OBJECTIF 1 ::
D'après la citation du texte sur Al-Hussary, quels reproches sont adressés à l'interprétation « chantée » ?
OBJECTIF 2 ::
Selon le texte sur Al-Hussary, à cause de quoi les innovations dans la recherche de musicalité commençaient-elles à se généraliser à son époque ?
OBJECTIF 3 ::
Reprenez le texte sur Al-Hussary et poursuivez-le à partir de sa dernière phrase.

TEXTE RETENU ::
-----

Fragment du verset 17:97 (repris dans les vidéos ci-dessous).
Al-Hussary lui-même était farouchement opposé aux innovations dans la recherche de musicalité, qui commençaient à se généraliser à son époque, à cause du transistor et de la musique enregistrée. Il fut au contraire un grand défenseur du tartîl, sorte d’achèvement de l’articulation dans la récitation :
« Le tartîl sculpte chaque mot de manière évocatrice, ce que ne peut produire une interprétation “chantée”, où les mots sont soumis à une certaine musicalité. Celle-ci peut entraver l’empreinte sonore nécessaire pour atteindre le sens réel. Et si on sent la saturation mélodique dans l’interprétation “chantée”, dans le tartîl on ressent au contraire le calme et l’introversion, dérivée du message du Saint Coran. » (traduit de l’anglais à partir de wikipedia)

-----

LIGNES ENREGISTRÉES ::
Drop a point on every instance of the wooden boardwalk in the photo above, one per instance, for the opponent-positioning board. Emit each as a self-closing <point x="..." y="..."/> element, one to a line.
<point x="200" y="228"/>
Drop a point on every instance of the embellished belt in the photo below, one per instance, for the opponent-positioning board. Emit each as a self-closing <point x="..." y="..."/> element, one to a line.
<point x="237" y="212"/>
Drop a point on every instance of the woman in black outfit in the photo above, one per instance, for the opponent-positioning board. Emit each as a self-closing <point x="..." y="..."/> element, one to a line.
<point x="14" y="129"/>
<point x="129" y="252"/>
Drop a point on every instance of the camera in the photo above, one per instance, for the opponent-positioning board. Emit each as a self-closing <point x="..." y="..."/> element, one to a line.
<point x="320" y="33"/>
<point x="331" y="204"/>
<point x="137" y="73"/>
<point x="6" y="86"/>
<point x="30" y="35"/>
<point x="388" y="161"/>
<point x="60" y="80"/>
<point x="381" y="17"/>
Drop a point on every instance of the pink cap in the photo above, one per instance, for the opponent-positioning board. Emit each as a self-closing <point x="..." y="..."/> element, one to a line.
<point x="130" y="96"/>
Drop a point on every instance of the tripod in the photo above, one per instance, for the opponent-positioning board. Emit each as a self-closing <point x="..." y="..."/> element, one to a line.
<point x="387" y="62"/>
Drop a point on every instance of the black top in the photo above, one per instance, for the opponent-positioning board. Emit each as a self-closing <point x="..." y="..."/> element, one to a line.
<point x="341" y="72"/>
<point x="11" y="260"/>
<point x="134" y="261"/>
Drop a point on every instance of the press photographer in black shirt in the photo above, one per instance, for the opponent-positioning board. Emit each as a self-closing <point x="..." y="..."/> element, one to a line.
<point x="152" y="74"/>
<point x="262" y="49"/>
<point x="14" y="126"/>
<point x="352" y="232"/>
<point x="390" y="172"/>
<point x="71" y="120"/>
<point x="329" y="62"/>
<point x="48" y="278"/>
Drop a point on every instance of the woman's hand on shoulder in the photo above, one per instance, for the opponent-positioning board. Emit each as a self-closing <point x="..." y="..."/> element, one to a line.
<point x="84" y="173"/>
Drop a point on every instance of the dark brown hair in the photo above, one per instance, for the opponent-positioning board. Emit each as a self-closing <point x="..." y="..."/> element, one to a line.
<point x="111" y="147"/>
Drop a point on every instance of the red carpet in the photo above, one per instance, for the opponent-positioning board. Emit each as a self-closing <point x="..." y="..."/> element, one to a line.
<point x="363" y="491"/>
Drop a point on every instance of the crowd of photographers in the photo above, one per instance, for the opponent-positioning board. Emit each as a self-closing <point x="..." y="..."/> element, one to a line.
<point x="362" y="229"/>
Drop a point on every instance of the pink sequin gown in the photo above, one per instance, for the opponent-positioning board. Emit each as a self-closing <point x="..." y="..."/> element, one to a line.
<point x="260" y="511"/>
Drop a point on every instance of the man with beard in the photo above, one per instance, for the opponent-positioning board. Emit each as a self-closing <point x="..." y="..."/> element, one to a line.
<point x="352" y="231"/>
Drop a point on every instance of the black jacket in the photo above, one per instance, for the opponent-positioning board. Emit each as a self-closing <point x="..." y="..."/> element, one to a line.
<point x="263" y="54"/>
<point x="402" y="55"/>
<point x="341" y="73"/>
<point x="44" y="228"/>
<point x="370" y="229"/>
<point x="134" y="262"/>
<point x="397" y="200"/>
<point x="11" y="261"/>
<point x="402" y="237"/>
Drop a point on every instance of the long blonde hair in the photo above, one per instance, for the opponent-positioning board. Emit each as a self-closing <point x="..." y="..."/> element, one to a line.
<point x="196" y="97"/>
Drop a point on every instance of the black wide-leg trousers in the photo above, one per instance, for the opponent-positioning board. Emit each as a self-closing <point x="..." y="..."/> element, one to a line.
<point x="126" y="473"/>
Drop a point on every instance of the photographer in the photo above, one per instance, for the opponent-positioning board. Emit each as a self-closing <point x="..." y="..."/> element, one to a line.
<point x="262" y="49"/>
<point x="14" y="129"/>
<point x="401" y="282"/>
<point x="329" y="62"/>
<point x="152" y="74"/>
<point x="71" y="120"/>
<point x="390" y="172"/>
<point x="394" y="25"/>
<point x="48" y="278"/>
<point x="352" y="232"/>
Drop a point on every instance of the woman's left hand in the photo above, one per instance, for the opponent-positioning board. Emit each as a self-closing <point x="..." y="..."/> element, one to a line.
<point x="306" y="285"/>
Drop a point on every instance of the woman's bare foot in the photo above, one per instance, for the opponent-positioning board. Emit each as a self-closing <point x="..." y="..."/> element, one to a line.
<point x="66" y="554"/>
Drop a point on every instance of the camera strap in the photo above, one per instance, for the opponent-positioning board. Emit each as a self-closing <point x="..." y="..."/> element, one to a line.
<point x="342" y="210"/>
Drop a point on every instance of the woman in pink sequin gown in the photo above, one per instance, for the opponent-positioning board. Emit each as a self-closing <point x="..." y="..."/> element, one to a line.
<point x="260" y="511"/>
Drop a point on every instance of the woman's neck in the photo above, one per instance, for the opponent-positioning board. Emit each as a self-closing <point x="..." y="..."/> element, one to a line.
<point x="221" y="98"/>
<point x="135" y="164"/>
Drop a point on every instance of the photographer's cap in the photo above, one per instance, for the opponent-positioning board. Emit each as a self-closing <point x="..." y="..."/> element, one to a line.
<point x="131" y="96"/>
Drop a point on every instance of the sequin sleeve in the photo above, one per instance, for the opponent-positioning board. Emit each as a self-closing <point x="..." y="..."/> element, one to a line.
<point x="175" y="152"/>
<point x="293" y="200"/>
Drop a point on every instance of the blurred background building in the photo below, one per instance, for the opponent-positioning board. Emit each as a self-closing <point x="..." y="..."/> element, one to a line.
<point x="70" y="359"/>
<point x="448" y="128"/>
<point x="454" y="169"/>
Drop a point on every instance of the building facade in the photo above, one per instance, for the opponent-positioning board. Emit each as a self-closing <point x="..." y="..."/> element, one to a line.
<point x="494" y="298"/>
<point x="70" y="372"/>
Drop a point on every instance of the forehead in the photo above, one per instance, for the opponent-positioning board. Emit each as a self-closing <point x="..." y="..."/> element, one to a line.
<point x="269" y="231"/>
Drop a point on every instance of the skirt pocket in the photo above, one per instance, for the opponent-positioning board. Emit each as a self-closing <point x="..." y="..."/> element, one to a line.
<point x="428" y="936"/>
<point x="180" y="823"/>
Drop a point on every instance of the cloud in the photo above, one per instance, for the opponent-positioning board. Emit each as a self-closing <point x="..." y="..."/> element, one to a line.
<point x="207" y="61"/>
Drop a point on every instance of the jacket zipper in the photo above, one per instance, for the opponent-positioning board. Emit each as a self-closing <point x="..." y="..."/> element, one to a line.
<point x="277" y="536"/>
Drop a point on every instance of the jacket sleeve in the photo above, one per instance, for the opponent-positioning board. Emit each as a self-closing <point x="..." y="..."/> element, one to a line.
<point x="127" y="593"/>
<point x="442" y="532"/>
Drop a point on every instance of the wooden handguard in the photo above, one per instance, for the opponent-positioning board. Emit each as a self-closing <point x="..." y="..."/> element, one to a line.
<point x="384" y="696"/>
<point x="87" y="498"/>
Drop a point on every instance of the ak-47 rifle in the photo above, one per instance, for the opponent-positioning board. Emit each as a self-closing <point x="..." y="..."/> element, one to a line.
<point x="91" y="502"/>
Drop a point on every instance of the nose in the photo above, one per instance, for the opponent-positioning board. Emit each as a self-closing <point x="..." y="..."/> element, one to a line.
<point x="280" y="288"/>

-----

RÉPONSE RÉDIGÉE 1 ::
- Elle ne peut pas sculpter chaque mot de manière évocatrice, comme le fait le tartîl.
- Les mots y sont soumis à une certaine musicalité.
- Cette musicalité peut entraver l'empreinte sonore nécessaire pour atteindre le sens réel.
- On y sent la saturation mélodique.

RÉPONSE RÉDIGÉE 2 ::
À cause du transistor et de la musique enregistrée.

RÉPONSE RÉDIGÉE 3 ::
Ci-dessous la version al-Hussary murattal, qui ajoute une dimension mélodique maîtrisée, sans rien enlever à l’articulation.
Sur l’importance de fixer la prononciation, comme appui fondamental à la mémorisation, voir ce que dit Ibrahim Khan (en anglais) - mais j’y reviendrai sans doute inchallah.
Un ancrage mélodique
À l’opposé, on peut citer le qâri’ koweitien Mishary Al-Afasy (né en 1976), qui pratique au contraire un tajweed très mélodieux. Au mois d’août 2024, j’ai beaucoup écouté sa version de sourate al-Isra’ sur l’application tarteel.
Deux mois plus tard, ayant mémorisé cette sourate par d’autres moyens, je ne suis pas sûr que ces écoutes aient vraiment fixé quoi que ce soit. Par contre un souvenir musical me revient systématique en tête, au verset 97, et je considère ça plutôt comme une nuisance.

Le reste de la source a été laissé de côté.